[CHALLENGES]
**A.** Transcribe part of the merge notice, beginning at the words "Joal has submitted" and stopping after "hive tables creation.".
**B.** According to the merge notice, why are the two tables needed?
-------- ARTICLE
Joal has submitted this change and it was merged. ( 
https://gerrit.wikimedia.org/r/360866 )

Change subject: Add two tables to sqoop on hadoop
......................................................................


Add two tables to sqoop on hadoop

Those two tables are needed for production run
of the clickstream dataset.
Also add scripts for related hive tables creation.

Change-Id: I97455bd3779906d7228595e10c2e134b39720b42
---
M bin/sqoop-mediawiki-tables
A hive/mediawiki/history/create_mediawiki_pagelinks_table.hql
A hive/mediawiki/history/create_mediawiki_redirect_table.hql
3 files changed, 86 insertions(+), 0 deletions(-)
----------------
-------- SOURCE DATA
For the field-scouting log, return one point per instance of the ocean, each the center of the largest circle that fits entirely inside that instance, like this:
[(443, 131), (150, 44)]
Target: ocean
----------------
[RESPONSE LIST]
**A.**
Joal has submitted this change and it was merged. ( 
https://gerrit.wikimedia.org/r/360866 )

Change subject: Add two tables to sqoop on hadoop
......................................................................


Add two tables to sqoop on hadoop

Those two tables are needed for production run
of the clickstream dataset.
Also add scripts for related hive tables creation.

**B.** They are needed for the production run of the clickstream dataset.